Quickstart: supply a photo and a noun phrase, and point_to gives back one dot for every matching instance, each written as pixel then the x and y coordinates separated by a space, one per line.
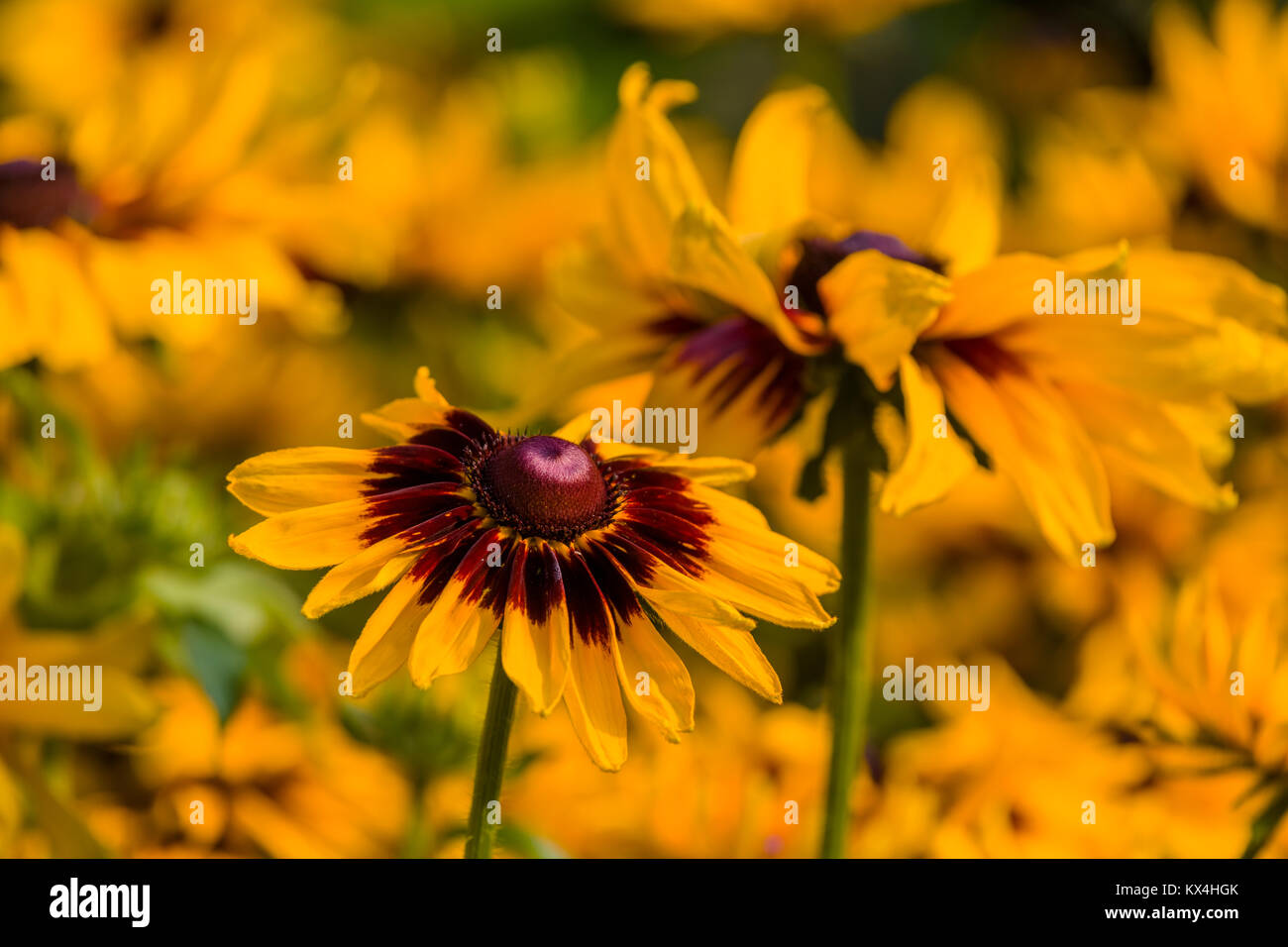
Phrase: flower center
pixel 542 486
pixel 819 257
pixel 29 200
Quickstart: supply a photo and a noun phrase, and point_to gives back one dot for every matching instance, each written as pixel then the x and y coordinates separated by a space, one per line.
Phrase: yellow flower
pixel 1215 654
pixel 747 785
pixel 261 784
pixel 567 541
pixel 153 146
pixel 835 17
pixel 1227 97
pixel 1010 783
pixel 961 344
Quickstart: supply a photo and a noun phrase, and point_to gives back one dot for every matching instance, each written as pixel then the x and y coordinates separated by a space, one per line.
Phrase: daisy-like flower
pixel 789 298
pixel 568 545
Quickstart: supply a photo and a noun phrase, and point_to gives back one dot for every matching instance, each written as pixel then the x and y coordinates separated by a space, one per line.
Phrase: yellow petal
pixel 993 296
pixel 387 635
pixel 300 476
pixel 769 178
pixel 1030 434
pixel 706 256
pixel 595 705
pixel 652 676
pixel 730 648
pixel 643 211
pixel 877 307
pixel 536 651
pixel 1140 434
pixel 307 539
pixel 932 464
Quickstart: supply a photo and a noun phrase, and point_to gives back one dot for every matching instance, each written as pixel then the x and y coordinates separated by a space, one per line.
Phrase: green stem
pixel 490 764
pixel 851 648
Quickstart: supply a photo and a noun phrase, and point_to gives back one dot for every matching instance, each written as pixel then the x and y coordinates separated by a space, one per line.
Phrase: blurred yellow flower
pixel 1227 102
pixel 263 784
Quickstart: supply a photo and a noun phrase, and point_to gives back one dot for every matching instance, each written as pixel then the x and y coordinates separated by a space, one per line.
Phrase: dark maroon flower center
pixel 29 200
pixel 542 486
pixel 819 257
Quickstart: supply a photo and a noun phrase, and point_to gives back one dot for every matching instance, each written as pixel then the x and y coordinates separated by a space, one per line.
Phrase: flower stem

> **Problem to solve**:
A verbatim copy of every entry is wanted; the pictures stay out of it.

> **Output of the exercise**:
Quickstart: supply a photo and a noun phrase, and point_to gives back one dot for every matching instance, each written as pixel then the x and y coordinates separated by a space, one per line.
Phrase: flower center
pixel 542 486
pixel 819 257
pixel 29 200
Quickstart: supply a photo and a noun phrase, and point_to gives back one dot for every matching instance, each written as pixel then the x and y coordinates separated by a space, one per line.
Phrase: yellow flower
pixel 1215 654
pixel 747 785
pixel 261 784
pixel 567 541
pixel 153 146
pixel 835 17
pixel 1227 97
pixel 1010 783
pixel 961 344
Quickstart: supply a photo and a noun phrase, and point_to gives back one dot for every matching instance, each written as pixel then the x and y coordinates separated by a space, one per line.
Phrase: daisy-like flower
pixel 789 298
pixel 568 545
Quickstart: supply a photo and a noun phrase, and point_to gives back one dot for every matching instance, each written as pixel then the x and y coordinates separated by a space, one per line.
Phrase: yellow petal
pixel 993 296
pixel 387 635
pixel 300 476
pixel 769 178
pixel 1030 434
pixel 706 256
pixel 595 705
pixel 652 676
pixel 730 648
pixel 643 211
pixel 877 307
pixel 536 651
pixel 1140 434
pixel 307 539
pixel 932 464
Quickstart: supply a photo and a noun phrase, and point_to gives back one dot for every matching instance, each written as pixel then the x and y coordinates separated by a space, one per line.
Phrase: green stem
pixel 490 764
pixel 851 648
Quickstart: supply a photo and a noun phrase, and point_to gives back one dot for every matching instance, each written as pixel then the x and y coordinates separated by a space, one per line.
Phrase: blurred yellow flower
pixel 1227 102
pixel 263 784
Quickstart: supply a photo and a noun phrase, and point_to gives back one dot for every matching instance, each written as pixel then the x and y coordinates separated by a space, one per line.
Phrase: dark maroon flower center
pixel 29 200
pixel 542 486
pixel 819 257
Quickstart: supply a photo and a noun phrase, and point_to gives back one dot for every matching instance, each written as pixel then the x and y coordinates separated by a space, one per line.
Phrase: flower stem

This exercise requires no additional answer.